**OBJECTIVE:**
Reproduce the records exactly.

Excerpts of pointing data:
-*-
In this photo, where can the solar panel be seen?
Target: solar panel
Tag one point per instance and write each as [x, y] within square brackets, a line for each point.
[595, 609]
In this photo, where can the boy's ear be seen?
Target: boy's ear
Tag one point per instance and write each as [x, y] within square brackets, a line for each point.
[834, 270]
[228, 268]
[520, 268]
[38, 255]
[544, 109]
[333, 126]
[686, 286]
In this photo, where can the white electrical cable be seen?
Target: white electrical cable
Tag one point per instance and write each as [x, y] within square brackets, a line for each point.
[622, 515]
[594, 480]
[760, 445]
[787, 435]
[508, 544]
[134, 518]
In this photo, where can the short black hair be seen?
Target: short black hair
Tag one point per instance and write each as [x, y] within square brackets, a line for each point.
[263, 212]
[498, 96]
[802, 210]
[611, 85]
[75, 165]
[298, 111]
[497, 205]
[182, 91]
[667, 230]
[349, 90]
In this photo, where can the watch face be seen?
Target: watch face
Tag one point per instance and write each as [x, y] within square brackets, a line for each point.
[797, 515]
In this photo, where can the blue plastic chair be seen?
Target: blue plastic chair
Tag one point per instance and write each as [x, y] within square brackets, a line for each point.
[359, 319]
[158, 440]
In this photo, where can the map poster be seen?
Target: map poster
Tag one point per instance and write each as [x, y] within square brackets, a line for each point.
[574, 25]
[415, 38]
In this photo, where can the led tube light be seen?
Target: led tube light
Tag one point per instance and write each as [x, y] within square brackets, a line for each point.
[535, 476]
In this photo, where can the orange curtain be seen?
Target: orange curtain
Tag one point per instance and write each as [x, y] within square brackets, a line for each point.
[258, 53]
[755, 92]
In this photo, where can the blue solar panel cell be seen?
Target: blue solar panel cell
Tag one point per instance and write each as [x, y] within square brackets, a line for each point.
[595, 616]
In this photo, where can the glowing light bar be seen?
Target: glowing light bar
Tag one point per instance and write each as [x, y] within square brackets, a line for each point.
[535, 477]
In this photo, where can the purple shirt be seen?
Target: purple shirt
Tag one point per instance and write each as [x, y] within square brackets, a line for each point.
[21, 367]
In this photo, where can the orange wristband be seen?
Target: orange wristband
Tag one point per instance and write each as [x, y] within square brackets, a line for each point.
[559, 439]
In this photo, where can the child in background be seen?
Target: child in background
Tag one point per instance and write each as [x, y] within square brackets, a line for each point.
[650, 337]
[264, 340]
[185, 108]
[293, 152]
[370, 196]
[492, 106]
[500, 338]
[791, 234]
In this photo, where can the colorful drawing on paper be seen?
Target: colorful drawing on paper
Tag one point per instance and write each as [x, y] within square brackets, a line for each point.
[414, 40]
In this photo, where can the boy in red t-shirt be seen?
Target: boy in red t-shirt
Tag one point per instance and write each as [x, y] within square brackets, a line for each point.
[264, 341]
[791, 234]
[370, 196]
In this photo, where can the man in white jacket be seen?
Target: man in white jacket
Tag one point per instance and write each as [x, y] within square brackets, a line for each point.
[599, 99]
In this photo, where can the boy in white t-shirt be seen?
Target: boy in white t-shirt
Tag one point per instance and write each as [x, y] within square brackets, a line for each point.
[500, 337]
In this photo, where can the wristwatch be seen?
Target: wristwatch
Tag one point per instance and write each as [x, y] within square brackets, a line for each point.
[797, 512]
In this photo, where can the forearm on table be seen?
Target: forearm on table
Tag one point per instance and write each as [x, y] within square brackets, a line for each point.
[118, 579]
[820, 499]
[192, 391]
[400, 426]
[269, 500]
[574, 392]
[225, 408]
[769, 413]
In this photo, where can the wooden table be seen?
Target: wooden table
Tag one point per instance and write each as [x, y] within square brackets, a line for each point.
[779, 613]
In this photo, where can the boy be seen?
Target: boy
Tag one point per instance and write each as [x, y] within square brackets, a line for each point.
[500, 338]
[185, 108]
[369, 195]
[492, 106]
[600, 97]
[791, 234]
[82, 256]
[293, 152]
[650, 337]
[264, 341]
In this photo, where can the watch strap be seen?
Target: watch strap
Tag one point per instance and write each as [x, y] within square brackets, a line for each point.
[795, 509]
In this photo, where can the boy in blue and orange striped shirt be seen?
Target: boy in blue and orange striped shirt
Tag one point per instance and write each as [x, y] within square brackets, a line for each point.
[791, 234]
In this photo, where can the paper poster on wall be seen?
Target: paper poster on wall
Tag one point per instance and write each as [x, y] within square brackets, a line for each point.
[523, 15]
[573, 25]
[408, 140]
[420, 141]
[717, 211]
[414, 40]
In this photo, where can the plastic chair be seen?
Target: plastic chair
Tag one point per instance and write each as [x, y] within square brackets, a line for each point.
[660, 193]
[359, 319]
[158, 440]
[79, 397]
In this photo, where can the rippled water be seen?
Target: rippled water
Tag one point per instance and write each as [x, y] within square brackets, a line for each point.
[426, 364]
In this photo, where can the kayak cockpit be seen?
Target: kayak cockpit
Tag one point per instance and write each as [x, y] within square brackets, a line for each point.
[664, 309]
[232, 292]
-*-
**FULL OUTPUT:**
In this photo, where can the solar panel be seen?
Target: solar panel
Tag one point per instance and write each as [x, y] within square brackets, a line for each point.
[595, 609]
In this photo, where can the boy's ear be seen?
Target: boy's ear
Tag one point per instance and write each as [x, y] within square brackets, a line for each point.
[834, 270]
[228, 268]
[520, 268]
[38, 255]
[544, 109]
[333, 126]
[686, 286]
In this photo, where can the white electrical cable be seen?
Target: white electrical cable
Tag one point per instance and write each as [x, y] within square brackets, a line for each point.
[622, 515]
[594, 480]
[760, 445]
[787, 435]
[508, 544]
[134, 518]
In this photo, where can the short black hair be seen?
Target: short black hair
Tag one point per instance and write each as [x, y] within square brackets, a line for each point.
[263, 212]
[498, 96]
[802, 210]
[611, 85]
[75, 165]
[298, 111]
[497, 205]
[182, 91]
[667, 230]
[349, 90]
In this photo, where can the watch face be seen?
Target: watch face
Tag one point per instance and write each as [x, y] within square brackets, a line for each point.
[797, 515]
In this photo, where can the blue plastic chair be seen?
Target: blue plastic chair
Tag one point per instance and write each as [x, y] within square brackets, a line for each point.
[359, 319]
[158, 440]
In this photo, where can the map poster be seen?
Target: map poster
Tag one point per instance and write each as [x, y] within square brackets, a line for each point.
[574, 25]
[415, 38]
In this photo, where can the led tube light be seen?
Target: led tube light
Tag one point per instance and write each as [x, y] within square brackets, a line for each point.
[535, 476]
In this photo, where can the orange curtain be seen?
Target: orange curtain
Tag one point per instance and write each as [x, y] within square brackets, a line for each point.
[258, 53]
[755, 92]
In this photo, where can the blue solar panel cell be seen?
Target: blue solar panel cell
Tag one point per instance and write each as [x, y] within square brackets, a line for each point.
[595, 616]
In this photo, where can the glowing light bar be seen?
Target: glowing light bar
Tag one point per instance and write each as [x, y] within square brackets, a line for each point.
[535, 477]
In this photo, where can the purple shirt be seen?
Target: purple shirt
Tag one point per instance and write each as [x, y] within square brackets, a line for each point.
[21, 367]
In this photo, where can the orange wristband be seen?
Target: orange wristband
Tag one point per instance and write each as [x, y] within square brackets, a line for each point.
[559, 439]
In this photo, where can the child in background be seen?
Target: child in background
Tag one point per instance and write each as [x, y] within square brackets, a line for each point.
[650, 337]
[264, 340]
[185, 108]
[293, 152]
[370, 196]
[492, 106]
[500, 338]
[791, 234]
In this photo, where can the colorful drawing on paper be seen?
Target: colorful drawing on paper
Tag one point per instance and write each as [x, y] within square brackets, a line for each point.
[414, 40]
In this photo, where can the boy in red t-shirt be seen?
Target: boy in red t-shirt
Tag one point per instance and write each as [x, y] within square brackets, a line for each point.
[264, 341]
[791, 234]
[370, 196]
In this photo, where can the man in white jacket be seen?
Target: man in white jacket
Tag one point per instance and write each as [x, y] within square brackets, a line for each point.
[599, 99]
In this photo, where can the boy in white t-shirt be seen?
Target: boy in white t-shirt
Tag one point per instance and write each as [x, y] within square brackets, a line for each point.
[500, 337]
In this photo, where can the wristwatch be seen?
Target: wristwatch
Tag one point per instance and write each as [x, y] within square brackets, a line for each point.
[797, 512]
In this photo, where can the forearm on table be seen?
Target: forearm on table
Tag one point per instance and write each as [x, y] within square brackets, a line for each point.
[118, 579]
[820, 499]
[192, 391]
[400, 426]
[269, 500]
[574, 392]
[225, 408]
[769, 413]
In this photo, where can the wooden table be seen?
Target: wooden table
Tag one point per instance and write each as [x, y] within square brackets, a line for each point.
[779, 613]
In this photo, where can the boy be seen?
Target: boy
Tag one point per instance and write each as [x, y] within square brackets, a line for each point.
[500, 338]
[185, 108]
[369, 195]
[492, 106]
[600, 97]
[791, 234]
[82, 256]
[293, 152]
[650, 337]
[264, 341]
In this photo, where can the watch strap be seen?
Target: watch strap
Tag one point per instance and write each as [x, y] within square brackets, a line for each point.
[795, 509]
In this photo, where can the boy in blue and orange striped shirt be seen?
Target: boy in blue and orange striped shirt
Tag one point per instance and write each as [x, y] within square brackets, a line for each point.
[791, 234]
In this photo, where can the paper poster on wall be seen?
Target: paper poster on wall
Tag one point per instance and write each as [x, y] within square brackets, a line for each point.
[523, 15]
[573, 25]
[408, 140]
[420, 141]
[717, 211]
[414, 40]
In this photo, where can the plastic chair be seen?
Target: plastic chair
Tag one point per instance and write each as [x, y] within square brackets, a line for each point.
[660, 193]
[359, 319]
[158, 440]
[79, 397]
In this photo, where can the rippled water be seen?
Target: rippled water
Tag one point per instance and write each as [x, y] within square brackets, a line for each point.
[426, 364]
In this photo, where can the kayak cockpit be seen?
Target: kayak cockpit
Tag one point per instance and write each as [x, y] within square brackets, a line for each point.
[664, 309]
[232, 292]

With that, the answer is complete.